AUFGABE 1:
Fasse den Textauszug zur Organklage der ÖDP in zwei Sätzen zusammen.
AUFGABE 2:
Führe den Textauszug zur Organklage der ÖDP im Anschluss an seinen letzten Satz fort.

Mit heute veröffentlichtem Beschluss hat der Zweite Senat des Bundesverfassungsgerichts eine Organklage der Ökologisch-Demokratischen Partei (ÖDP) zurückgewiesen, mit der sie geltend gemacht hat, der Deutsche Bundestag hätte bei der Wahlrechtsreform im Jahr 2023 die Erfordernisse von Unterstützungsunterschriften für Wahlvorschläge abschaffen oder modifizieren müssen.

Parteien, die im Deutschen Bundestag oder in einem Landtag seit deren letzter Wahl nicht aufgrund eigener Wahlvorschläge ununterbrochen mit mindestens fünf Abgeordneten vertreten waren, benötigen für ihre Teilnahme an der Bundestagswahl mit Ausnahme von Parteien nationaler Minderheiten 200 Unterstützungsunterschriften für jeden Kreiswahlvorschlag und bis zu 2 000 Unterstützungsunterschriften für ihre jeweiligen Landeslisten (vgl. § 20 Abs. 2 Satz 3, § 27 Abs. 1 Satz 2, jeweils in Verbindung mit § 18 Abs. 2 Bundeswahlgesetz <BWahlG>). Die Antragstellerin, die weder im Bundestag noch in einem Landtag vertreten ist, wendet sich mit einer Organklage gegen diese Vorgaben und hat zuletzt einen Antrag auf Erlass einer einstweiligen Anordnung gestellt.

Der Antragsgegner, der Deutsche Bundestag, hat die ÖDP durch das Unterlassen einer Änderung der § 20 Abs. 2 Satz 3 und § 27 Abs. 1 Satz 2 BWahlG nicht in ihren Rechten aus Art. 21 Abs. 1 Satz 1 Grundgesetz (GG) verletzt. Die Unterschriftenerfordernisse beschränken zwar das Wahlvorschlagsrecht. Dies ist aber gerechtfertigt, um den Charakter der Wahl als einen Integrationsvorgang bei der politischen Willensbildung des Volkes zu sichern. Auch die Chancengleichheit der Parteien ist nicht verletzt.

Datenelemente:
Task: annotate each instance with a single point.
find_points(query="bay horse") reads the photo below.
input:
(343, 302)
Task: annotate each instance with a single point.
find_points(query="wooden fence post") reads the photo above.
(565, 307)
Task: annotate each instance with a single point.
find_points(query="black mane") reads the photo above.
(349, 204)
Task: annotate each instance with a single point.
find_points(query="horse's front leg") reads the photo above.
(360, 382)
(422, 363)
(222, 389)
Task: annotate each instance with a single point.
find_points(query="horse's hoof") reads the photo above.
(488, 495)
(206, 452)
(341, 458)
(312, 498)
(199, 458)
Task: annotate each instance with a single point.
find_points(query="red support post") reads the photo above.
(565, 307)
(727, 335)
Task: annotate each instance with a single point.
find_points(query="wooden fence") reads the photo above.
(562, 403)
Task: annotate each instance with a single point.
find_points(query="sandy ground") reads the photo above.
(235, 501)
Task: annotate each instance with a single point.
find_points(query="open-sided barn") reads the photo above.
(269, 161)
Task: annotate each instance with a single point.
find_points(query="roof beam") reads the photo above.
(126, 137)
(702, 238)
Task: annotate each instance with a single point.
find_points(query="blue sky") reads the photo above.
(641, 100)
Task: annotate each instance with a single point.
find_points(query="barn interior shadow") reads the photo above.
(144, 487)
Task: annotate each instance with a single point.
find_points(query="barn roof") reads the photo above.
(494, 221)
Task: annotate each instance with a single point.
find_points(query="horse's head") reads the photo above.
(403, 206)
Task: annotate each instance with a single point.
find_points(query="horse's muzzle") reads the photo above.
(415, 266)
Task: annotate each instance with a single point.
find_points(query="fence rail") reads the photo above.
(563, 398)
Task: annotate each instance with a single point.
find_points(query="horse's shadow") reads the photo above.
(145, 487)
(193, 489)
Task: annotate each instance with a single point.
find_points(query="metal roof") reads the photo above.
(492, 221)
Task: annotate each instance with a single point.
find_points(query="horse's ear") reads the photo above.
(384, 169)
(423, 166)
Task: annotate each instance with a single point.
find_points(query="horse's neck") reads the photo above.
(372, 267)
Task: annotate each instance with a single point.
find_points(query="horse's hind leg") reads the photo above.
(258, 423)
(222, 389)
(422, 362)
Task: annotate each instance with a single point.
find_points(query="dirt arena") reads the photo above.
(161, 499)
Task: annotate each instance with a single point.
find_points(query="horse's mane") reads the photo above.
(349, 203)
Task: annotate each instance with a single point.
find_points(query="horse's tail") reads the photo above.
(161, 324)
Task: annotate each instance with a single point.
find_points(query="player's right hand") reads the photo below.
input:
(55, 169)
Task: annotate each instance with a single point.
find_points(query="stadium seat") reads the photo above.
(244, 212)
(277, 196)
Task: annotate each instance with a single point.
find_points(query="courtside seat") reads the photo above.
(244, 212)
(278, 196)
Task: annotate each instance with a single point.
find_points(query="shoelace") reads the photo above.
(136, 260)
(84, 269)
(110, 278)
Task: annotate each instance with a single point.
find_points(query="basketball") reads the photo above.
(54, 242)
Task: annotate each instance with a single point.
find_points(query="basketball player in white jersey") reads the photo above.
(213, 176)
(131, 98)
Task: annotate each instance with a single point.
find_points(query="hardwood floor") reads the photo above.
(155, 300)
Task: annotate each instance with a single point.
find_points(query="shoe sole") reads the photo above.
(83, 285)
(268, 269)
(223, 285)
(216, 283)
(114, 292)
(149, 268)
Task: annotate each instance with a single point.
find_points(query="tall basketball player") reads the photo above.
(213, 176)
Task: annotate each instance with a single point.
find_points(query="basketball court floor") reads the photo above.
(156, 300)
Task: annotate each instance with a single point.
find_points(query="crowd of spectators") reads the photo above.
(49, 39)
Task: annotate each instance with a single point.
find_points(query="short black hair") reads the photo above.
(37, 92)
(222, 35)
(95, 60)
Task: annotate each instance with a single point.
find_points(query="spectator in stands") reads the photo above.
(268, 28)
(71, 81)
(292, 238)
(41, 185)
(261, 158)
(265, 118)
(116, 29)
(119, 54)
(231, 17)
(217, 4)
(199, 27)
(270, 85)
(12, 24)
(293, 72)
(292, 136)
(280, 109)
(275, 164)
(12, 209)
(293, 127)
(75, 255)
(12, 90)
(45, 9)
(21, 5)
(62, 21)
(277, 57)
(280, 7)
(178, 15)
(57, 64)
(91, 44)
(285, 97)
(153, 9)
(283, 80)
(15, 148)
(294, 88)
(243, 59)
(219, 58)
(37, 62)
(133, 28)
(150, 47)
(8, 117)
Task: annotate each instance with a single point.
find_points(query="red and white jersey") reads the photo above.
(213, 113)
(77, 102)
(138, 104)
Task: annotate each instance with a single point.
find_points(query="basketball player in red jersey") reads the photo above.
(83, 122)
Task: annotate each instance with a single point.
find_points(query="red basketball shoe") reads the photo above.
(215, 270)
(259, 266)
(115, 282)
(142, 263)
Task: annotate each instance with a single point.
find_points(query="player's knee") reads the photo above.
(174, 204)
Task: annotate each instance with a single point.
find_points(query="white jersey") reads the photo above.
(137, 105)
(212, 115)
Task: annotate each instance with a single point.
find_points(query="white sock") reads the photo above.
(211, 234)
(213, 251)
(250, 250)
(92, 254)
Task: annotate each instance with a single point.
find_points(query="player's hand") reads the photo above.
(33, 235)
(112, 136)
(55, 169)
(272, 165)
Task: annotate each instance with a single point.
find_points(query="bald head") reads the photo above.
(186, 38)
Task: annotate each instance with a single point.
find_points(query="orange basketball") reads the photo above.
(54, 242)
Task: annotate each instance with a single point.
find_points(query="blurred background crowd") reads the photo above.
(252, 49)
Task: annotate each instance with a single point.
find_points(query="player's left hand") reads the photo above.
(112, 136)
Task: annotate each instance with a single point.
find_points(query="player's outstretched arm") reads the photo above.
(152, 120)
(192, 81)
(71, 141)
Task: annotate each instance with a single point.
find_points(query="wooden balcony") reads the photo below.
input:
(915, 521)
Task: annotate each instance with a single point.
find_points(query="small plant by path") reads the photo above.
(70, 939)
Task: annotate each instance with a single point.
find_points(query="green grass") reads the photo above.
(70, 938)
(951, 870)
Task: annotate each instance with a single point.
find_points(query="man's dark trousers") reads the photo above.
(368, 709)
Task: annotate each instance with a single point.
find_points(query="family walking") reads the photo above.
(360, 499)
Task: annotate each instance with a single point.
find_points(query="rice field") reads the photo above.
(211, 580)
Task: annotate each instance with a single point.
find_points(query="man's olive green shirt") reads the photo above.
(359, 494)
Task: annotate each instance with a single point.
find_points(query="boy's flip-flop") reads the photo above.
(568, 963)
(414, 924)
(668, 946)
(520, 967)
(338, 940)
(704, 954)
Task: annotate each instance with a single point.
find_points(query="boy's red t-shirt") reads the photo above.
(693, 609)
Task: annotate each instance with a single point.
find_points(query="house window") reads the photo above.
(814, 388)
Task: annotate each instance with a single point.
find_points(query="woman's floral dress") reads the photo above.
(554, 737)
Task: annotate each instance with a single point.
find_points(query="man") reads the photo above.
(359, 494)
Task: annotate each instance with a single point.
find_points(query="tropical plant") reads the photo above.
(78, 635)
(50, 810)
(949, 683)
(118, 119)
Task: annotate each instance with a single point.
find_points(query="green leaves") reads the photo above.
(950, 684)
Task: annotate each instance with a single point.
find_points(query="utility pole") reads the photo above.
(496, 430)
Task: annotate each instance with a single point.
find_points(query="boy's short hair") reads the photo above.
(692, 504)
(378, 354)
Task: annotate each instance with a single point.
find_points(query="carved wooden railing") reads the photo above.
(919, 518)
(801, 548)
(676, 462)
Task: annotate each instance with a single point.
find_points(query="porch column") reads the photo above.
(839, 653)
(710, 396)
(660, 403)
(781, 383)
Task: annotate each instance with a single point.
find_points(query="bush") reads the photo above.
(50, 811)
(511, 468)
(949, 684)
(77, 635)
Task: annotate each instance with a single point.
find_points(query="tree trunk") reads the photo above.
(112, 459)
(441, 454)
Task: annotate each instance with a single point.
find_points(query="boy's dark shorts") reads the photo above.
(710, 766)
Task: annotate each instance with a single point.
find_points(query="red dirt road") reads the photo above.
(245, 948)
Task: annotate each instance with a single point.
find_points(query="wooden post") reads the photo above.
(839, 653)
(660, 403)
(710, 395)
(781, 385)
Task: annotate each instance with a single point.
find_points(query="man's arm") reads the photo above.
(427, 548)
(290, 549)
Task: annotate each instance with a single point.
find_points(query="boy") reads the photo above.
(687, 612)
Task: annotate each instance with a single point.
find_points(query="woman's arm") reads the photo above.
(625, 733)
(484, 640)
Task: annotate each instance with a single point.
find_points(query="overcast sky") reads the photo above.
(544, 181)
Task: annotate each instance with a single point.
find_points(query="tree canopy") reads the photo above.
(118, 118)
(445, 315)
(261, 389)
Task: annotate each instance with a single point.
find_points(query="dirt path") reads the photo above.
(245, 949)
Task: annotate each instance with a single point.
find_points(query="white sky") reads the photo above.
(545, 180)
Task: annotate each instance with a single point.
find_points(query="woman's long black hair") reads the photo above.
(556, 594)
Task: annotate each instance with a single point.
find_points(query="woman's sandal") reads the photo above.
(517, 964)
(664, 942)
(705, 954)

ANTWORT 1:
Das Bundesverfassungsgericht hat die Organklage der ÖDP zurückgewiesen, mit der die Partei geltend gemacht hatte, der Bundestag hätte bei der Wahlrechtsreform 2023 die Erfordernisse von Unterstützungsunterschriften für Wahlvorschläge abschaffen oder modifizieren müssen. Die Unterschriftenerfordernisse beschränken zwar das Wahlvorschlagsrecht, sind aber gerechtfertigt, um den Charakter der Wahl als Integrationsvorgang bei der politischen Willensbildung des Volkes zu sichern, und verletzen auch die Chancengleichheit der Parteien nicht.

ANTWORT 2:
Sachverhalt:

Parteien, die im Deutschen Bundestag oder in einem Landtag seit deren letzter Wahl nicht aufgrund eigener Wahlvorschläge ununterbrochen mit mindestens fünf Abgeordneten vertreten waren, können gemäß § 18 Abs. 2 Satz 1 BWahlG nur dann an der Bundestagswahl teilnehmen, wenn sie dem Bundeswahlleiter ihre Beteiligung an der Wahl rechtzeitig angezeigt haben und der Bundeswahlausschuss ihre Parteieigenschaft festgestellt hat. Fällt eine Partei in den Anwendungsbereich dieser Norm, benötigt sie für Kreiswahlvorschläge sowie für die Aufstellung von Landeslisten Unterstützungsunterschriften. Kreiswahlvorschläge dieser Parteien müssen von mindestens 200 Wahlberechtigten des Wahlkreises persönlich und handschriftlich unterzeichnet sein. Landeslisten – die nur von Parteien eingereicht werden können – benötigen Unterschriften von 1 vom Tausend der Wahlberechtigten des Landes bei der letzten Bundestagswahl, höchstens jedoch von 2 000 Wahlberechtigten. Neben im Deutschen Bundestag oder in einem Landtag bereits im genannten Umfang vertretenen Parteien müssen Parteien nationaler Minderheiten keine Unterstützungsunterschriften beibringen.

Durch das Gesetz zur Änderung des Bundeswahlgesetzes und des Fünfundzwanzigsten Gesetzes zur Änderung des Bundeswahlgesetzes vom 8. Juni 2023 (Wahlrechtsänderungsgesetz 2023) wurde das Zweitstimmendeckungsverfahren in das Bundeswahlgesetz eingeführt. Dabei wurden die Bestimmungen über die Wahlvorschlagsrechte – soweit hier von Belang – dahin geändert, dass nunmehr Parteien Kreiswahlvorschläge nur dann einreichen können, wenn sie auch einen Landeslistenvorschlag einreichen und dieser zugelassen wird.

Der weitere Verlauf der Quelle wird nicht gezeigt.